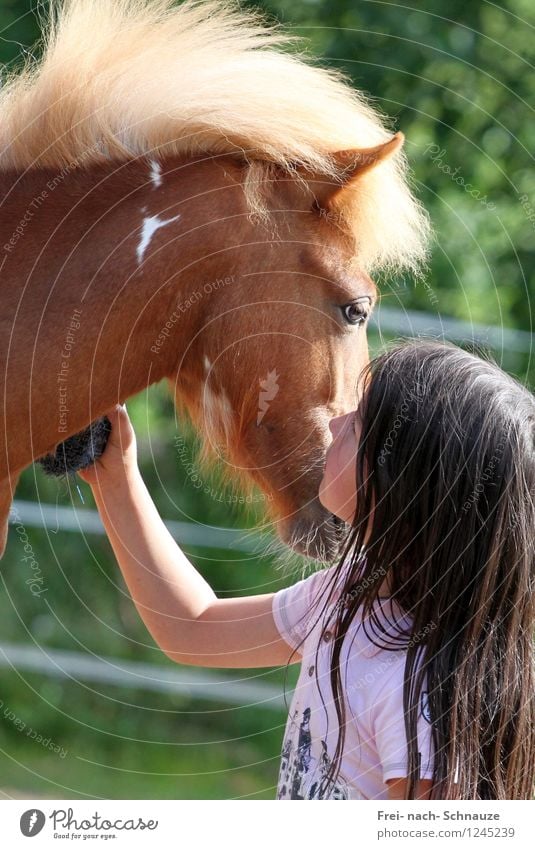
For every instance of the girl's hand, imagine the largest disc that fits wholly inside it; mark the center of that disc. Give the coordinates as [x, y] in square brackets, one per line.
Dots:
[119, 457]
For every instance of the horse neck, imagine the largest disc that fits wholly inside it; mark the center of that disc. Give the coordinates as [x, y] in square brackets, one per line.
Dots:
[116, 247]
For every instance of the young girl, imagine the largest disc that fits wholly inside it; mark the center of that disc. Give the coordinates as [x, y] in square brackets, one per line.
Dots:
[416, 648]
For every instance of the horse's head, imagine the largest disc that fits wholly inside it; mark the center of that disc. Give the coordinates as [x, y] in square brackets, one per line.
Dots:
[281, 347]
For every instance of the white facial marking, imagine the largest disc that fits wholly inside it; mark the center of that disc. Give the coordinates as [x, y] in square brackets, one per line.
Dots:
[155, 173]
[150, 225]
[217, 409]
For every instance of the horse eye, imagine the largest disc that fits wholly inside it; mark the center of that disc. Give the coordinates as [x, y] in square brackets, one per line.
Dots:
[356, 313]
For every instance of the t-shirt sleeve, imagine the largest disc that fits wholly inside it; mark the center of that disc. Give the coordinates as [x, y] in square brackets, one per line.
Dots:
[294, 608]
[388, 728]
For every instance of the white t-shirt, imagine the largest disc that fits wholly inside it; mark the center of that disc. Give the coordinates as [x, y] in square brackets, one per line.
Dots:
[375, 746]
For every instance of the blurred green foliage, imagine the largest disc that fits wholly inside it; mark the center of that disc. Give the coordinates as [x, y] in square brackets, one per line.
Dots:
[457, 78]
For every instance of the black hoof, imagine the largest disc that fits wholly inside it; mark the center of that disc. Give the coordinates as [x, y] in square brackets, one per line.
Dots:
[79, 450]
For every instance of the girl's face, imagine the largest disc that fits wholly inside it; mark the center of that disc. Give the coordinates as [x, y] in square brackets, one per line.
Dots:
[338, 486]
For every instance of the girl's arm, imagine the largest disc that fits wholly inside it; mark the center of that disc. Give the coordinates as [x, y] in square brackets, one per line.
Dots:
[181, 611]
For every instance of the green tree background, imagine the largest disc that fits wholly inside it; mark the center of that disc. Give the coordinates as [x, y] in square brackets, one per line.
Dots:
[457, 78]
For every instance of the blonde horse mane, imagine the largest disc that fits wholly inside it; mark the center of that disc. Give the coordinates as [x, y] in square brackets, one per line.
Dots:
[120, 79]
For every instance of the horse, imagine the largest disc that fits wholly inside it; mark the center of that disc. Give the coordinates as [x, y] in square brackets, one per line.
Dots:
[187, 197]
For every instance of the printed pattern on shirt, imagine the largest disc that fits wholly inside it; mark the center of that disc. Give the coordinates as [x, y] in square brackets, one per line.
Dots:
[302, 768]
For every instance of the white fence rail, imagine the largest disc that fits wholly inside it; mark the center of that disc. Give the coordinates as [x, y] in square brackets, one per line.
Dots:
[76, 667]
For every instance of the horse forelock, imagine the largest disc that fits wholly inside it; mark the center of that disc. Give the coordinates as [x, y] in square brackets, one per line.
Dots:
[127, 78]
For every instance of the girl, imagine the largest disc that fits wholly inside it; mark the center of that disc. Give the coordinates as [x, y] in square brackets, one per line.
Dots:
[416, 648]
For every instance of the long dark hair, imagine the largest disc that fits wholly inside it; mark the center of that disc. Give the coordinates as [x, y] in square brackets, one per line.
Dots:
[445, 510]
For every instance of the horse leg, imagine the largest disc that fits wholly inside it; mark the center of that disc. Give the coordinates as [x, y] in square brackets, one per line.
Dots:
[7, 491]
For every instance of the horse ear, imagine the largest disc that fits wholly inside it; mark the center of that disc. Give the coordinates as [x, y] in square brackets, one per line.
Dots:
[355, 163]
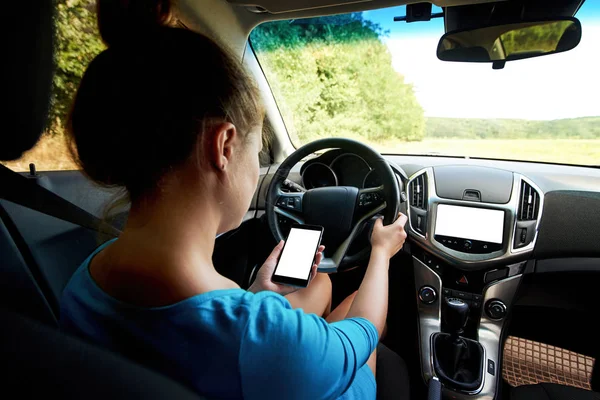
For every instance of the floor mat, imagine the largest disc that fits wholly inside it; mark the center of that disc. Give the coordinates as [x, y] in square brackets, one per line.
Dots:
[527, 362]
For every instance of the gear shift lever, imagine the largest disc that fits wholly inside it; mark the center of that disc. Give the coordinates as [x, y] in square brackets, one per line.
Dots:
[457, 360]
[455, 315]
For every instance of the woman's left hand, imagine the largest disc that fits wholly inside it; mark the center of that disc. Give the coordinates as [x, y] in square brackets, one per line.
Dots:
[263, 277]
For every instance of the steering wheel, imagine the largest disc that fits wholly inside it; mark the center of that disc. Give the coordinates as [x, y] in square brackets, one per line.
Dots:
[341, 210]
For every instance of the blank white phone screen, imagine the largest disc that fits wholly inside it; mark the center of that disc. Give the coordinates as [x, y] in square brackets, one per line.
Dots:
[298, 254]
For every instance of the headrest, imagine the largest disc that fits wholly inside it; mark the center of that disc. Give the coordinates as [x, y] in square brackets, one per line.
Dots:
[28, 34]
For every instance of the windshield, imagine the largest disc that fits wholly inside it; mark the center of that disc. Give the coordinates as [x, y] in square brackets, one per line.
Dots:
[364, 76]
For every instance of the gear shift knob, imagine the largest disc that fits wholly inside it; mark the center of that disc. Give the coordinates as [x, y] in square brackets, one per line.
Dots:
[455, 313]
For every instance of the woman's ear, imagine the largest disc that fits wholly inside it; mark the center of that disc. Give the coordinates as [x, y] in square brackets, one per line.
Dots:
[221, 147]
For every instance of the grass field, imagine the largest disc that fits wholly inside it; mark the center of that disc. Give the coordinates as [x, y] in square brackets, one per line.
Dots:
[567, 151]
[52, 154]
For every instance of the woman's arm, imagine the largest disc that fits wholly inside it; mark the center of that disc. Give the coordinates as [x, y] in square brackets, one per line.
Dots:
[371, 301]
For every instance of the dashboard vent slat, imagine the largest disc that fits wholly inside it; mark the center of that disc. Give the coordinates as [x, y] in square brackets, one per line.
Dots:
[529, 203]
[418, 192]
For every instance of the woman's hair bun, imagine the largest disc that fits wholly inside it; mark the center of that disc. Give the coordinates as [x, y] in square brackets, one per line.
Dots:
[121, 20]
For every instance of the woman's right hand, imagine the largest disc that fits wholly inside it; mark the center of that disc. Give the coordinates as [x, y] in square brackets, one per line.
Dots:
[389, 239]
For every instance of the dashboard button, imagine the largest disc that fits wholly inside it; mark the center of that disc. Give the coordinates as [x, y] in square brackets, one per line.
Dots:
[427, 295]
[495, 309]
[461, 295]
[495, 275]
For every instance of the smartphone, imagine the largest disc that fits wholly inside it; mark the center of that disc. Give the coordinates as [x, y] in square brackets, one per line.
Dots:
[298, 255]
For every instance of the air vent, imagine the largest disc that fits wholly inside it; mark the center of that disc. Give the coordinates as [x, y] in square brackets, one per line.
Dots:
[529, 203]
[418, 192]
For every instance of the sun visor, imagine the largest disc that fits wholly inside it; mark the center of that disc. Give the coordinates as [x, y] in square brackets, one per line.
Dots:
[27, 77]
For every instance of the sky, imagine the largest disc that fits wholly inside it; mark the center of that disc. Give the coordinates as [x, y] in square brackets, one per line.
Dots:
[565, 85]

==

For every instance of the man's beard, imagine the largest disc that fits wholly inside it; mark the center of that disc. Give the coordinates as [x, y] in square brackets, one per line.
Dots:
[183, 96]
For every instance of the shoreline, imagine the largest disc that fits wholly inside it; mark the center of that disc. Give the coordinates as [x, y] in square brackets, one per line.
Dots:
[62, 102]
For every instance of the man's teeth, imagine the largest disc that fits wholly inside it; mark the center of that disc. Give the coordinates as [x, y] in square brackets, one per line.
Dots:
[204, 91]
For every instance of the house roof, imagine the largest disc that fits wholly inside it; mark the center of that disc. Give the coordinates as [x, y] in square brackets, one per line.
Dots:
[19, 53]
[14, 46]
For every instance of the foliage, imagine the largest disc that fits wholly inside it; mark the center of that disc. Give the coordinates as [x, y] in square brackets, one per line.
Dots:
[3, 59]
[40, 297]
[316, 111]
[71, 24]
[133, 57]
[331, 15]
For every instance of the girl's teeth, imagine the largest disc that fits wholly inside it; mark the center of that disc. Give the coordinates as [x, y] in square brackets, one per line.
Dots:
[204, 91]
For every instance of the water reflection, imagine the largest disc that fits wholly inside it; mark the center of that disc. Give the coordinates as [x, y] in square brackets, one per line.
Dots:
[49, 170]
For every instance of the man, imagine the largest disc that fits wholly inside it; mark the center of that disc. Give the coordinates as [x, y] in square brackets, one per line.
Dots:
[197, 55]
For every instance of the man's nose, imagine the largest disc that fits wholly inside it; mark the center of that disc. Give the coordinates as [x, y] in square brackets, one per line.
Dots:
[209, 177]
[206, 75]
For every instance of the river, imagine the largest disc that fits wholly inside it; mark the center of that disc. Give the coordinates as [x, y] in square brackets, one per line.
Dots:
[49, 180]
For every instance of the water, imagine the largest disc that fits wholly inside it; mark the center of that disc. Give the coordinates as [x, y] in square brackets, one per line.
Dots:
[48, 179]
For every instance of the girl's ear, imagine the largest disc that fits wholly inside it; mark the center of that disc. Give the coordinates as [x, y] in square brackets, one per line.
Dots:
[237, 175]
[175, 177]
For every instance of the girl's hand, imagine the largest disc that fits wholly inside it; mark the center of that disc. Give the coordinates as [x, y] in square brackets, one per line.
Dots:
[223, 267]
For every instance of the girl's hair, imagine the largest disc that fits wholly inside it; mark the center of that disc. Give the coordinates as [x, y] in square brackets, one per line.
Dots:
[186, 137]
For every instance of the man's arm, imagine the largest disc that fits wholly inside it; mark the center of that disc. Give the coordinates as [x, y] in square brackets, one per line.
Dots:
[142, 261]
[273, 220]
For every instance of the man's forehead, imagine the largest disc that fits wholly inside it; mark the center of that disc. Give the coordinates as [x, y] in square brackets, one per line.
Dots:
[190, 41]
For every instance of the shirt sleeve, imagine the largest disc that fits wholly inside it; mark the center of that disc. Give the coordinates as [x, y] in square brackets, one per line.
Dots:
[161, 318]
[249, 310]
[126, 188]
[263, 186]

(Directions for this task) Please go line by line through the records above, copying each one that holds the string "vent".

(Your response)
For every instance of the dashboard vent slat, imagine the largest disc that fits wholly inside it; mark the center of that disc. Give the coordinates as [x, y] in square brackets, one per line.
For every instance of the air vent, imagine the largest disc that fits wholly inside it; mark the center of that disc. Give the coordinates as [x, y] in square brackets, one per line.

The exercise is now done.